What is needed:
Can you write out the entries below again with each "Reviewer note" swapped for "Annotator note" and everything else left as it is? Omit the pictures.

[Start of Task material]

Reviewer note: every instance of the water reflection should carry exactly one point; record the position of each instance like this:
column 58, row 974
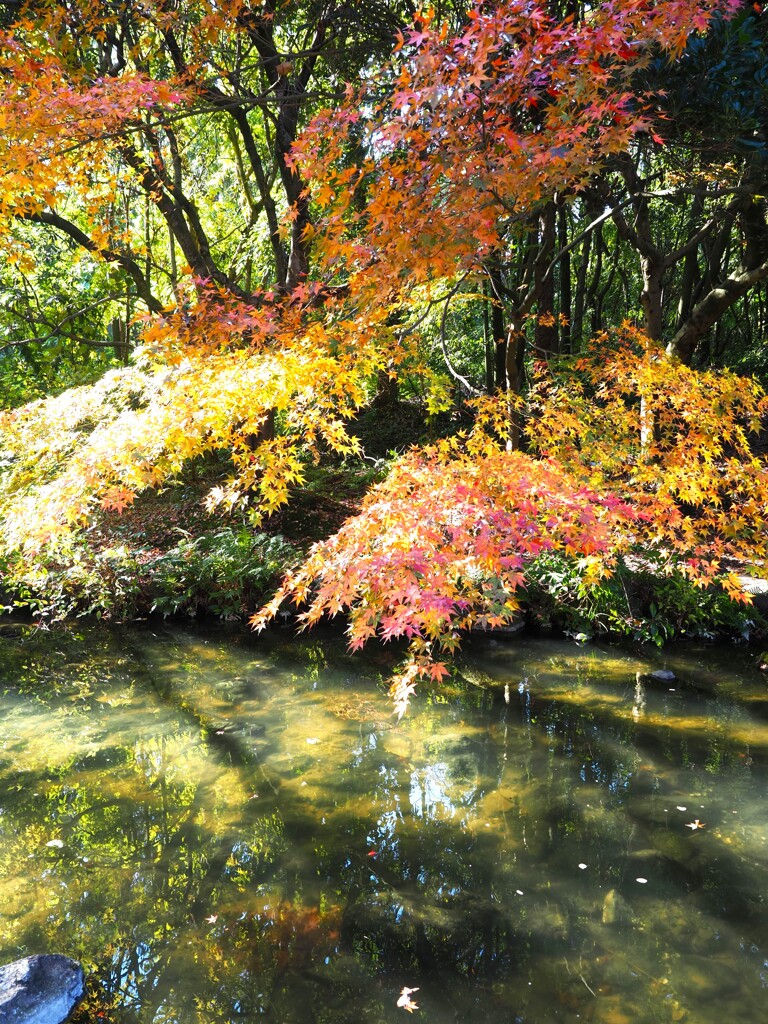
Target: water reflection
column 224, row 829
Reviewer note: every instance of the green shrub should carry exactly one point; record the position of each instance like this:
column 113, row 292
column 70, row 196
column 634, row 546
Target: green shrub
column 645, row 605
column 224, row 573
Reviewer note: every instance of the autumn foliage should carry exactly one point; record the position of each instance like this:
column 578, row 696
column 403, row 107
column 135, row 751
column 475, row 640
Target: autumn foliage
column 415, row 182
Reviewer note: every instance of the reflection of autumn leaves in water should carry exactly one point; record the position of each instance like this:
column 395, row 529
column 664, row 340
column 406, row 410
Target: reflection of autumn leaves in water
column 299, row 935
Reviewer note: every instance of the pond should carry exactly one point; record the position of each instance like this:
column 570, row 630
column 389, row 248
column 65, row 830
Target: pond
column 225, row 828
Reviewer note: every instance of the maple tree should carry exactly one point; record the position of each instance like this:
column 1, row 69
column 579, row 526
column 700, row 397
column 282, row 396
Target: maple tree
column 409, row 193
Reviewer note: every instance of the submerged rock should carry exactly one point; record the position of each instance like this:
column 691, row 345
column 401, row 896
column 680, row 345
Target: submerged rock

[End of Task material]

Result of the exercise:
Annotator note: every instance of the water reflection should carry exactly one point; record the position of each instance like this:
column 58, row 974
Target: water reflection
column 224, row 829
Annotator note: every instance of the green shrub should carry exactly one point; record the position of each instance like this:
column 113, row 292
column 70, row 196
column 634, row 546
Target: green shrub
column 645, row 605
column 224, row 573
Annotator note: every instance of the autumn foliage should carry exactly one point; record the position of each instance like this:
column 578, row 696
column 403, row 107
column 135, row 751
column 475, row 640
Target: autumn foliage
column 415, row 182
Annotator note: every instance of the reflection of autumn leaves in water should carry exactly one point; record the position of each instance like this:
column 395, row 529
column 664, row 340
column 406, row 410
Target: reflection of autumn leaves in water
column 299, row 935
Annotator note: every instance of the pond should carry exactly one point; record the position of each instance like this:
column 570, row 630
column 389, row 248
column 65, row 830
Target: pond
column 225, row 828
Annotator note: every instance of the maple tree should carry exactly one point; record the position of each instance like this:
column 1, row 69
column 579, row 526
column 700, row 397
column 282, row 396
Target: maple tree
column 409, row 193
Annotator note: every instance of the submerged rock should carry exactly one point; record the position of each instance like this:
column 691, row 345
column 401, row 896
column 680, row 345
Target: submerged rock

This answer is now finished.